Arbeitsauftrag:
Drucke bitte aus dem Text über die Mythe vom Sommergott den Abschnitt wortgetreu ab, der mit den Worten „Diese Mythe hat“ beginnt und mit „furchtbarste Verwilderung einbricht.“ endet.

::: Vorliegender Text :::

Dort träumte er in todtenähnlicher Erstarrung dem
Frühlinge entgegen. Wenn aber wiederum seine Zeit
kam, so erwachte der Sommergott und brach mit den
himmlischen Kriegern auf, um neuerdings wider die
Winterriesen zu kämpfen, die inzwischen Not und
Jammer über die Welt gebracht hatten. Ein furchtbarer
Kampf entstand, die Dämonen wurden besiegt –
eine stürmische Wetternacht und der Frühling, die
schöne goldene Zeit, war wieder eingekehrt im Lande.
Diese Mythe hat sich nun nach zwei Seiten hin
weiter entwickelt. Was man von den Vorgängen im
Sonnenjahre erzählte, übertrug man später, als der ursprüngliche
Sinn der Mythe sich verwischte, auf das
Weltenjahr. Man verlegte den furchtbaren Kampf mit
den Dämonen an das Ende der Tage und knüpfte
daran den Untergang der Welt. Die goldene Zeit,
sagte man dann, sei durch die Schuld der Götter und
den Tod des Lichtgottes (Baldur) für immer verloren
gegangen. Das Verderbniß in der Welt nehme immer
zu, bis endlich die furchtbarste Verwilderung einbricht.
Drei Jahre hindurch werden ungerechte, widernatürliche
Kriege, Mord und Ehebruch die Welt erfüllen.

::: Erfasste Daten :::

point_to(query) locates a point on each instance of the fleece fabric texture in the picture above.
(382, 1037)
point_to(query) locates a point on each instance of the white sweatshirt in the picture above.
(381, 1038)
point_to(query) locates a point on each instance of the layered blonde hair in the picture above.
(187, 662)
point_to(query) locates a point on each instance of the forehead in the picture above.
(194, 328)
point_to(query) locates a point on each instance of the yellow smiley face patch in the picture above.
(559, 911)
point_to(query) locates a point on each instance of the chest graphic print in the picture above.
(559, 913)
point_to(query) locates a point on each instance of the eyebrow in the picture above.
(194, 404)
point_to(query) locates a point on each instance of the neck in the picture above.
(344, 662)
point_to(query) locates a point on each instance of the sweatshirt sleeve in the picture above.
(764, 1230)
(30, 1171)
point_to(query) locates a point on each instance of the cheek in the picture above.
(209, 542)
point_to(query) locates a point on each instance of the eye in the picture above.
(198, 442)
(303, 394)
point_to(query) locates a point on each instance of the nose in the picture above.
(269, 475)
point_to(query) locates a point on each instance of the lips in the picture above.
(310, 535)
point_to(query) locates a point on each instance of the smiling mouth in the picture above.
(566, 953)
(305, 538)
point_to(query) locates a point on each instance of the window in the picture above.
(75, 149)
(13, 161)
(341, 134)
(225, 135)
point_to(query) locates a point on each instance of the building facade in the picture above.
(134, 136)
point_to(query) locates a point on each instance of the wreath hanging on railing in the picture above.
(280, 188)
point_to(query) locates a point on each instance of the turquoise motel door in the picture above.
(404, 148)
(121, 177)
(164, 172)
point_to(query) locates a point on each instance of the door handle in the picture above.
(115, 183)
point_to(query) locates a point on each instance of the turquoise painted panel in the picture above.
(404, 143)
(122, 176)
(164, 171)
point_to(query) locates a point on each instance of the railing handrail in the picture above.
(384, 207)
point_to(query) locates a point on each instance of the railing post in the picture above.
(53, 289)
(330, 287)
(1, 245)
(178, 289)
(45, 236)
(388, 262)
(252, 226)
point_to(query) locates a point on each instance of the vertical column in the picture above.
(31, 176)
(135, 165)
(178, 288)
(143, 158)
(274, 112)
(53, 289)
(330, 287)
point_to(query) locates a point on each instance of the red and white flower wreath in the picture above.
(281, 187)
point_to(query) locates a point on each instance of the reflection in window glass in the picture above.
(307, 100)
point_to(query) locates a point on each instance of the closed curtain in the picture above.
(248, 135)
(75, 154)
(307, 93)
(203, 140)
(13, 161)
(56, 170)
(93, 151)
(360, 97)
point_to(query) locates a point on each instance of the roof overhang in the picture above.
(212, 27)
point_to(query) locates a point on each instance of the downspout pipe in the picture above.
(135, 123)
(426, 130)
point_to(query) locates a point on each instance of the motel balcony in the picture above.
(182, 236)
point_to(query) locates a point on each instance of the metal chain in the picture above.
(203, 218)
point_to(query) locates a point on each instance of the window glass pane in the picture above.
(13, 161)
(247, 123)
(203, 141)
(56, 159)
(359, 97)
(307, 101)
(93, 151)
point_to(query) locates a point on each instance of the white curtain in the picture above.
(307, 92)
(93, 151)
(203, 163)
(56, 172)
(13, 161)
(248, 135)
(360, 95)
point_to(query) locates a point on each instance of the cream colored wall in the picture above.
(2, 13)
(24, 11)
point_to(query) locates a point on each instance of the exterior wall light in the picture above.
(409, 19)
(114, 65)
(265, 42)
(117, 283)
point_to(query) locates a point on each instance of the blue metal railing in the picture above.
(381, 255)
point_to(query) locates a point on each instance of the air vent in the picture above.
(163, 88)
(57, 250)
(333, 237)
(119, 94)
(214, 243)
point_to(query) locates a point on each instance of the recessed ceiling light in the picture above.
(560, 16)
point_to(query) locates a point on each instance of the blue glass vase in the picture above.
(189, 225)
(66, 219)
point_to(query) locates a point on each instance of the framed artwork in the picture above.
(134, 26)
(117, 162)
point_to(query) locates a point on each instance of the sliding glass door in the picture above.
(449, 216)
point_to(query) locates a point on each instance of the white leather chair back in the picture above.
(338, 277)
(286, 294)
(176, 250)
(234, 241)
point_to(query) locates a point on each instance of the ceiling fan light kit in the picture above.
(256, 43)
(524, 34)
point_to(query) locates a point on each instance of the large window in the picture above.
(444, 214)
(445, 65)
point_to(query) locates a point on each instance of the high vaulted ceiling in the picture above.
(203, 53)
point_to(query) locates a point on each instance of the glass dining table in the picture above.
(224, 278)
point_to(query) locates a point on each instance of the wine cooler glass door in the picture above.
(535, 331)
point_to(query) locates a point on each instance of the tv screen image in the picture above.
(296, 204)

:::

Lösung:
Diese Mythe hat sich nun nach zwei Seiten hin
weiter entwickelt. Was man von den Vorgängen im
Sonnenjahre erzählte, übertrug man später, als der ursprüngliche
Sinn der Mythe sich verwischte, auf das
Weltenjahr. Man verlegte den furchtbaren Kampf mit
den Dämonen an das Ende der Tage und knüpfte
daran den Untergang der Welt. Die goldene Zeit,
sagte man dann, sei durch die Schuld der Götter und
den Tod des Lichtgottes (Baldur) für immer verloren
gegangen. Das Verderbniß in der Welt nehme immer
zu, bis endlich die furchtbarste Verwilderung einbricht.